→ **Input data**:
========================

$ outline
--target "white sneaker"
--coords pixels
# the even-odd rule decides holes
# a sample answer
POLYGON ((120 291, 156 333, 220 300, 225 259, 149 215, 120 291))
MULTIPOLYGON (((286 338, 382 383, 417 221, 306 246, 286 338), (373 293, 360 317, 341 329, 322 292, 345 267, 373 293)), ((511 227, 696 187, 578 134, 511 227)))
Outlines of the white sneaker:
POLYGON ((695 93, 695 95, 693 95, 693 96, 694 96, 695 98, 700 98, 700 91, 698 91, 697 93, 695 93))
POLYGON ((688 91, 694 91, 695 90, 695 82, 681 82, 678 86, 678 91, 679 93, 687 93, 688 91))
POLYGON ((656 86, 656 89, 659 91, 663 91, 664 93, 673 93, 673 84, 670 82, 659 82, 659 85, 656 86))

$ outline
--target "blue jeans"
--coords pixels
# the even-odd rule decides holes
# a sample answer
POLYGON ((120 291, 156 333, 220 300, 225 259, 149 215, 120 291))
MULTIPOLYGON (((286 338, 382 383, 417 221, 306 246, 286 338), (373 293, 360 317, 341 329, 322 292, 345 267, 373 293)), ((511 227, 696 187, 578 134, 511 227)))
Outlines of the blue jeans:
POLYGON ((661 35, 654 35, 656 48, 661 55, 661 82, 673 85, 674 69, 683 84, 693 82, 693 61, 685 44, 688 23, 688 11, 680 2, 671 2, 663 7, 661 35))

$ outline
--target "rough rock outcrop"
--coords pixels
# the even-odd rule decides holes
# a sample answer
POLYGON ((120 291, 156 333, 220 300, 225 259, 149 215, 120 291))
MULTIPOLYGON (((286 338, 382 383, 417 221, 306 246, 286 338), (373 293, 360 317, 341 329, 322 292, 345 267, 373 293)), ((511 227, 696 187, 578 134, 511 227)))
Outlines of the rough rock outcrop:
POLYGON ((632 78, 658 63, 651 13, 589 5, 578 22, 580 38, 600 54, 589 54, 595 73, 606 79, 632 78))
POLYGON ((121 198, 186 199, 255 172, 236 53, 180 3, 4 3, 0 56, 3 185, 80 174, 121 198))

========================

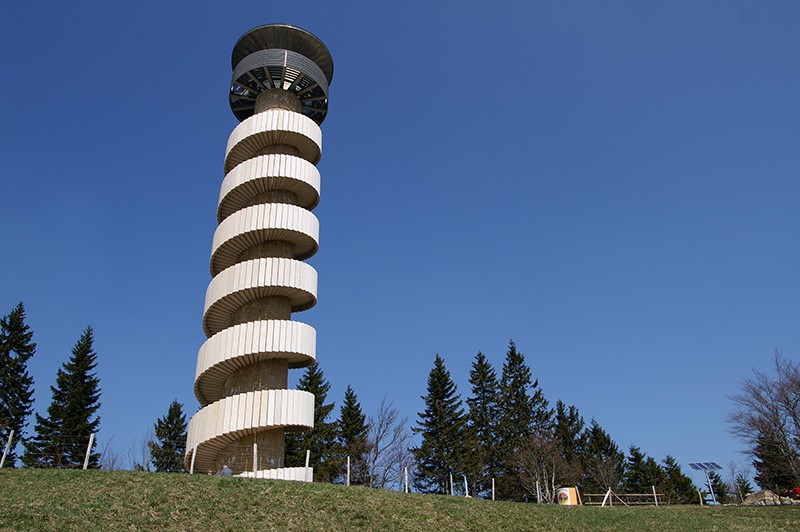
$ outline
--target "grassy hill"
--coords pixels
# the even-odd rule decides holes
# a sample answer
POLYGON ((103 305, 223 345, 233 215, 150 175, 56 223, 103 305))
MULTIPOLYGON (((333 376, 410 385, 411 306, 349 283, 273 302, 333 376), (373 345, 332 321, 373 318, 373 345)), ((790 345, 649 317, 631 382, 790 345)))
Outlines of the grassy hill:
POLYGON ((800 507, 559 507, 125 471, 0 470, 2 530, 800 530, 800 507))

========================

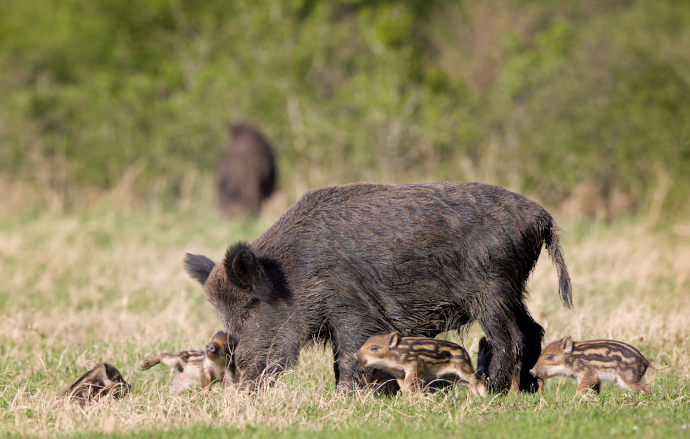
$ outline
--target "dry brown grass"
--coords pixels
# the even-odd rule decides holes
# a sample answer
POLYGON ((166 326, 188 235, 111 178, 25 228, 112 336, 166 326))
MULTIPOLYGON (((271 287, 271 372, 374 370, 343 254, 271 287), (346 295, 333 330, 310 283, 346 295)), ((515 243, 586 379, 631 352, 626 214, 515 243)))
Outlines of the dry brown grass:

========================

→ **Your goal**:
Within the material above, how many lines include the string "target"? Give only the number.

→ **Response to this task**:
5